— Instructions to follow —
Below are records; write all of them out exactly.

— Data —
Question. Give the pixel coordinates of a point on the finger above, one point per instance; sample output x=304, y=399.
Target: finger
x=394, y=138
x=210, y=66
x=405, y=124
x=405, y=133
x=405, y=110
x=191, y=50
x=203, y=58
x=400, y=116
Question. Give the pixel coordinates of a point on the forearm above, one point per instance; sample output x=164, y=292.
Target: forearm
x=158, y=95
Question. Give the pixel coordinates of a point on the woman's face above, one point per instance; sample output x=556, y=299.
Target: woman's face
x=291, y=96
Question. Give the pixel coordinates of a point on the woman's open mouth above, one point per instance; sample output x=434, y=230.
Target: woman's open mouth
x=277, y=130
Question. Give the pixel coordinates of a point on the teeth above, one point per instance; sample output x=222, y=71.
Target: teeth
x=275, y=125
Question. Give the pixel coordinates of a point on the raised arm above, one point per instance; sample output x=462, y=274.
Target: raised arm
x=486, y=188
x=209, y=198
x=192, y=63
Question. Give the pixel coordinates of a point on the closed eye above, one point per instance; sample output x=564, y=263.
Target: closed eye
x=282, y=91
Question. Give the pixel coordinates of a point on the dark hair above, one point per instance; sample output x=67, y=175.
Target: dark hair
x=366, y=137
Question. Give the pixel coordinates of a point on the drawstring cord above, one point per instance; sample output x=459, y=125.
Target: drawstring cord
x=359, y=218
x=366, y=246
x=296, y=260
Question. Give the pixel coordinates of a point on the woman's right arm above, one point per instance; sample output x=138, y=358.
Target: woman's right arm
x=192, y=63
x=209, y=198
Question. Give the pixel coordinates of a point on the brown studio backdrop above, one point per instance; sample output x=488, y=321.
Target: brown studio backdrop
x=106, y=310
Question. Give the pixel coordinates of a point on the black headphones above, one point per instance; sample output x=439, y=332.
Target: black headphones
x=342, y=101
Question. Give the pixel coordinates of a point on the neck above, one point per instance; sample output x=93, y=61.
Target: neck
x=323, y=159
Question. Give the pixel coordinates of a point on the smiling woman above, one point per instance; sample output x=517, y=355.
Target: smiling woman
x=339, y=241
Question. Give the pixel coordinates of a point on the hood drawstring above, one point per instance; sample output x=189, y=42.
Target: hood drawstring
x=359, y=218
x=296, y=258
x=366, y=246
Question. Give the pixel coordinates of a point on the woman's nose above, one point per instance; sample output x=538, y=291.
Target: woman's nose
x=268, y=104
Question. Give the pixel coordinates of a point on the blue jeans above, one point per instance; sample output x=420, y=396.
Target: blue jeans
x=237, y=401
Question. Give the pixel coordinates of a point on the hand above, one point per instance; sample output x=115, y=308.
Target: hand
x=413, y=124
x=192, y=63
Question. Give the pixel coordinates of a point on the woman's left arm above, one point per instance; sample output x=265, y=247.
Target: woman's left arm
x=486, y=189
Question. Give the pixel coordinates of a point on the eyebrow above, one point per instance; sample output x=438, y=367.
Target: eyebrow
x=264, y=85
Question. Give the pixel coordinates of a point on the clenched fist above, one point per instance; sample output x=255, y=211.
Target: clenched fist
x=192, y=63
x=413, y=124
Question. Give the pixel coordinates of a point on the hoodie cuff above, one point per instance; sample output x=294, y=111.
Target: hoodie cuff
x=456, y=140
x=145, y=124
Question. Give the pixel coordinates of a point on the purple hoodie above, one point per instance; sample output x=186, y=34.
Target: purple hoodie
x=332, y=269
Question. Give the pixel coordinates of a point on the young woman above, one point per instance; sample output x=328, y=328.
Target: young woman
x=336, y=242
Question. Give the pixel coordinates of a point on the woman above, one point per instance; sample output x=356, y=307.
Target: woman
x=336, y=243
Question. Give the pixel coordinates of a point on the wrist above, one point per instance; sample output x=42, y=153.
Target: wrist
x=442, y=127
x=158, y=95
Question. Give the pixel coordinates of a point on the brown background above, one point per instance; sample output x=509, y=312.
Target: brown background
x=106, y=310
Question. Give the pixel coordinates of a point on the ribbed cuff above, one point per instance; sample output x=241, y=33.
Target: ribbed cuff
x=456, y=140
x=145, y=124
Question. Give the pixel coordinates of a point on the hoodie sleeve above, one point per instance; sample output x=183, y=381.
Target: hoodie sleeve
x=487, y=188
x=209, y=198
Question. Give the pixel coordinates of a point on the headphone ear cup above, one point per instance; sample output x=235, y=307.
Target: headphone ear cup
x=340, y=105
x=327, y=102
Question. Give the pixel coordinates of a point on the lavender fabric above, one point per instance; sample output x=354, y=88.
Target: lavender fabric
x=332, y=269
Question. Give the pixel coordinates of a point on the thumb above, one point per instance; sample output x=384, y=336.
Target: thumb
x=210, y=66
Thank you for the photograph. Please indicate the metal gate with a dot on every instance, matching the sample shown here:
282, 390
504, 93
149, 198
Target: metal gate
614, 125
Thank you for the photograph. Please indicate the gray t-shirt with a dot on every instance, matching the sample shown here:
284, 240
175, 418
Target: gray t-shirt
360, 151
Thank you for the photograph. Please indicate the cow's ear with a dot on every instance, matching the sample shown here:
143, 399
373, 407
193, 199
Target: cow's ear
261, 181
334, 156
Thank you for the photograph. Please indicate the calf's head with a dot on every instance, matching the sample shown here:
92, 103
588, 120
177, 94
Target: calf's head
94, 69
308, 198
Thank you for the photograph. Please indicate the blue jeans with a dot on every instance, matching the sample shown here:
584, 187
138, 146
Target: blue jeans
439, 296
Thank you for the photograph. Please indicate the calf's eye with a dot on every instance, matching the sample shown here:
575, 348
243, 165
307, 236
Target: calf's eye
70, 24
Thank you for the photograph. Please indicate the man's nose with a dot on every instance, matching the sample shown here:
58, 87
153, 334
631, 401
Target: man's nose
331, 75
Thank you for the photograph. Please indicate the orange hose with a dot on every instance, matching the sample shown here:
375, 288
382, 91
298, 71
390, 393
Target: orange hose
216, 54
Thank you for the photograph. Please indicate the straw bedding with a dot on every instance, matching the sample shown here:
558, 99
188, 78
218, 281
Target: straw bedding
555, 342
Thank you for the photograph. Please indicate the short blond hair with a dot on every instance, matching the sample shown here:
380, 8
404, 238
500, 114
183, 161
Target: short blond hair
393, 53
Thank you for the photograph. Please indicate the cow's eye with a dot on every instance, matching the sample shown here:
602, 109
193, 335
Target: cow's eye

— Result for this task —
Question. Give the pixel coordinates of a point on the finger above, one point per instance; sample output x=304, y=399.
Target: finger
x=394, y=138
x=210, y=66
x=405, y=124
x=405, y=133
x=405, y=110
x=191, y=50
x=203, y=58
x=400, y=116
Question. Give the pixel coordinates of a point on the forearm above, one point per instance; sample output x=164, y=292.
Target: forearm
x=158, y=95
Question. Give the pixel coordinates of a point on the woman's face above, one point per instance; sample output x=556, y=299.
Target: woman's face
x=291, y=96
Question. Give the pixel coordinates of a point on the woman's open mouth above, one point per instance; sample output x=434, y=230.
Target: woman's open mouth
x=277, y=130
Question. Give the pixel coordinates of a point on the teeth above, one point per instance; sample output x=222, y=71.
Target: teeth
x=275, y=125
Question. Give the pixel coordinates of a point on the raised arm above, one point per instance; sample output x=462, y=274.
Target: raised arm
x=486, y=188
x=209, y=198
x=192, y=63
Question. Give the pixel coordinates of a point on the closed eye above, one point per instance; sample output x=564, y=263.
Target: closed eye
x=282, y=91
Question. Give the pixel coordinates of a point on the dark hair above, one point per instance; sample output x=67, y=175.
Target: dark hair
x=366, y=137
Question. Give the pixel coordinates of a point on the drawstring cord above, one point per instance; sample output x=459, y=125.
Target: drawstring cord
x=359, y=218
x=366, y=246
x=296, y=260
Question. Give the pixel coordinates of a point on the woman's right arm above, one point per instance; sample output x=138, y=358.
Target: woman's right arm
x=192, y=63
x=209, y=198
Question. Give the pixel coordinates of a point on the brown studio backdrop above, one point per instance; sample output x=488, y=321.
Target: brown studio backdrop
x=106, y=310
Question. Give the pixel coordinates of a point on the black headphones above, one point per instance; sample output x=439, y=332.
Target: black headphones
x=342, y=101
Question. Give the pixel coordinates of a point on the neck above, one point per instance; sample output x=93, y=61.
Target: neck
x=323, y=159
Question. Give the pixel coordinates of a point on the smiling woman above, one point per instance; sample output x=517, y=355.
Target: smiling woman
x=339, y=241
Question. Give the pixel coordinates of a point on the hood drawstring above, one point per instance; sample output x=189, y=42.
Target: hood drawstring
x=359, y=218
x=296, y=258
x=366, y=246
Question. Give the pixel coordinates of a point on the woman's nose above, one point per instance; sample output x=538, y=291.
Target: woman's nose
x=268, y=104
Question. Give the pixel coordinates of a point on the blue jeans above, one point per instance; sample output x=420, y=396.
Target: blue jeans
x=237, y=401
Question. Give the pixel coordinates of a point on the hand above, one point per instance; sample output x=115, y=308.
Target: hand
x=413, y=124
x=192, y=63
Question. Give the pixel coordinates of a point on the woman's left arm above, one point per instance; sample output x=265, y=247.
Target: woman's left arm
x=486, y=189
Question. Give the pixel coordinates of a point on the eyebrow above, one point per instance; sample output x=438, y=367.
Target: eyebrow
x=264, y=85
Question. Give the pixel coordinates of a point on the clenched fist above, one point per instance; sample output x=255, y=211.
Target: clenched fist
x=192, y=63
x=413, y=124
Question. Give the pixel coordinates of a point on the hoodie cuff above, one point per instance; sample output x=294, y=111.
Target: hoodie cuff
x=456, y=140
x=145, y=124
Question. Give the pixel coordinates of a point on the purple hoodie above, one point per instance; sample output x=186, y=34.
Target: purple hoodie
x=332, y=269
Question. Give the pixel coordinates of a point on the young woman above, one point per instance; sample output x=328, y=328.
Target: young woman
x=336, y=242
Question. Give the pixel coordinates of a point on the woman above, one point per instance; sample output x=356, y=307.
Target: woman
x=336, y=243
Question. Give the pixel coordinates of a point on the wrist above, one point per instance; sample output x=42, y=153.
Target: wrist
x=442, y=127
x=158, y=95
Question. Give the pixel coordinates of a point on the brown background above, one point per instance; sample output x=509, y=312.
Target: brown background
x=106, y=310
Question. Give the pixel coordinates of a point on the ribbed cuff above, one point per instance; sample output x=241, y=33.
Target: ribbed cuff
x=456, y=140
x=145, y=124
Question. Give the pixel coordinates of a point on the hoodie sleeve above, one point per instance; sample output x=183, y=381.
Target: hoodie sleeve
x=487, y=188
x=209, y=198
Question. Give the pixel coordinates of a point on the headphone ear cup above, one point per instance; sample output x=235, y=307.
Target: headphone ear cup
x=340, y=105
x=327, y=102
Question. Give the pixel coordinates of a point on the lavender fabric above, one point per instance; sample output x=354, y=88.
Target: lavender fabric
x=332, y=269
Question. Give the pixel coordinates of a point on the thumb above, one point per instance; sample output x=384, y=336.
Target: thumb
x=210, y=66
Thank you for the photograph. Please indicate the metal gate with a dot on every instance, matching the sample shown here:
282, 390
504, 93
149, 198
Target: metal gate
614, 125
Thank you for the photograph. Please indicate the gray t-shirt with a dot on every instance, matching the sample shown here:
284, 240
175, 418
Target: gray t-shirt
360, 151
Thank you for the photograph. Please indicate the cow's ear with a dot on every instance, matching the sample shown here:
143, 399
373, 407
193, 199
Target: cow's ear
261, 181
334, 156
Thank you for the photograph. Please indicate the calf's head with a dot on every instance, matching the sample shown here:
92, 103
588, 120
177, 94
Target: calf's head
94, 69
308, 198
Thank you for the photograph. Please indicate the blue jeans with a dot on every instance, matching the sample shown here:
584, 187
138, 146
Target: blue jeans
439, 296
Thank you for the photograph. Please indicate the calf's eye with a dot on every instance, matching the sample shown here:
575, 348
243, 165
307, 236
Target: calf's eye
70, 24
Thank you for the photograph. Please indicate the man's nose with a dot on every instance, matching the sample shown here:
58, 87
153, 334
631, 401
Target: man's nose
331, 75
Thank you for the photograph. Please indicate the orange hose with a dot on every instance, matching the sample shown here:
375, 288
382, 91
298, 71
390, 393
Target: orange hose
216, 54
Thank you for the photograph. Please indicate the straw bedding with a dot on every instance, matching the sample shown here:
558, 99
188, 78
218, 281
Target: straw bedding
555, 342
Thank you for the photograph. Please indicate the short blond hair with a dot on every instance, matching the sample shown here:
380, 8
404, 238
500, 114
183, 161
Target: short blond hair
393, 53
Thank you for the photograph. Please indicate the cow's eye with a dot on every instance, matching the sample shown here:
602, 109
193, 335
Target: cow's eye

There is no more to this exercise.